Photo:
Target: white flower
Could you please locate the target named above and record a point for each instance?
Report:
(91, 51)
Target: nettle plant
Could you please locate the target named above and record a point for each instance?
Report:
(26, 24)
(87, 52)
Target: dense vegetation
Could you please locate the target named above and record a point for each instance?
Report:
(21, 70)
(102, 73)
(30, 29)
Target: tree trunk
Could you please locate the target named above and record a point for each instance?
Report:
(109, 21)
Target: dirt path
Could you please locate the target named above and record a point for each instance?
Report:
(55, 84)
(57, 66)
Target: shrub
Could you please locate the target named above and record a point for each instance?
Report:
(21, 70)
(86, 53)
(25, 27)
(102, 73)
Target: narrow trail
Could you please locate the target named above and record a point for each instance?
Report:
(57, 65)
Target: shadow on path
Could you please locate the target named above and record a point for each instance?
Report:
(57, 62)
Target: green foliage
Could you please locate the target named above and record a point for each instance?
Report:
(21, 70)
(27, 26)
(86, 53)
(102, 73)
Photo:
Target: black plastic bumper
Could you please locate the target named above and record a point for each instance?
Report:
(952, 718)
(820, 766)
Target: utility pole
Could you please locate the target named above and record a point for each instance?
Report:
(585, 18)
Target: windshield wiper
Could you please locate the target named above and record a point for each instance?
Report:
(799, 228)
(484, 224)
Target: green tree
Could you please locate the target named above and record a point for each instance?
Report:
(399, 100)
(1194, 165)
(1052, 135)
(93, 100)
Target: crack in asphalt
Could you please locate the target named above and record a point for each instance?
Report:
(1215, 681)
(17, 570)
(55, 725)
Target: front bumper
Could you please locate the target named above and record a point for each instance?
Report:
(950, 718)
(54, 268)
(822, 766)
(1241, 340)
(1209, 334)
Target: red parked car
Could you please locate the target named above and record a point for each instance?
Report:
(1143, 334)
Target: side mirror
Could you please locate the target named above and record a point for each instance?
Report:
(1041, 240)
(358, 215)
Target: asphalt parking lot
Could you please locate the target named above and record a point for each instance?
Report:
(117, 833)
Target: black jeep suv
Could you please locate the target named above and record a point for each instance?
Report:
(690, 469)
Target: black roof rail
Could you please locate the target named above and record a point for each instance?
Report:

++++++++++++++++++++

Print every record above exactly as written.

- Result for this task:
Photo:
Target: white flower
Could you please locate the target named above and record a point for each instance?
Report:
(91, 51)
Target: nettle plant
Could you please locate the target named above and record a point for each instance?
Report:
(26, 24)
(87, 52)
Target: dense vegetation
Could you please locate the target named above and record a point for each instance?
Report:
(21, 70)
(102, 73)
(30, 29)
Target: tree trunk
Could you please locate the target named above and record a point for each instance?
Report:
(109, 21)
Target: dirt path
Could you please locate the target named above and record a point for each instance?
Report:
(55, 84)
(57, 66)
Target: shrub
Could you please locate the target named above and record a point for each instance?
Report:
(21, 70)
(86, 53)
(25, 27)
(102, 73)
Target: narrow trail
Could you please locate the target named above and record a point for each instance?
Report:
(57, 65)
Target: shadow on path
Could you please locate the target named above and record a point for each instance?
Report:
(57, 62)
Target: green foliage
Could you please locate the target named above and record a point for each instance?
Report:
(21, 70)
(27, 26)
(86, 53)
(102, 73)
Photo:
Target: black plastic bumper
Could you please locate the target named above and record a point for each instance?
Report:
(952, 718)
(820, 766)
Target: utility pole
Could you please locate the target named above and record a point for each instance?
Report:
(585, 18)
Target: windshield wiper
Could you please locate the target named above and record a point for each instance?
Report:
(799, 228)
(484, 224)
Target: green tree
Could you please locate the target named above and record a point for each instance?
Report:
(399, 100)
(1194, 165)
(1052, 135)
(93, 100)
Target: crack in asphalt
Could you please locate the target named above and record a point for each instance?
Report:
(1215, 681)
(17, 570)
(55, 725)
Target: front bumper
Could you please locate the target named above and record a point for each instance?
Report:
(950, 718)
(54, 268)
(822, 766)
(1241, 340)
(1209, 334)
Target: red parked car
Could you please locate the target named above and record a point for each instance?
Report:
(1143, 334)
Target: side mirror
Could you please locate the target named above and record a point for each instance?
Report:
(1041, 240)
(358, 215)
Target: asphalt parking lot
Could you please locate the target named above and record a point for each instance?
Report:
(117, 833)
Target: black jeep suv
Could you please locate the target named above and record a point for each instance?
Report:
(690, 469)
Target: black roof rail
Could you please locate the target named above and record a point for each instance?
Report:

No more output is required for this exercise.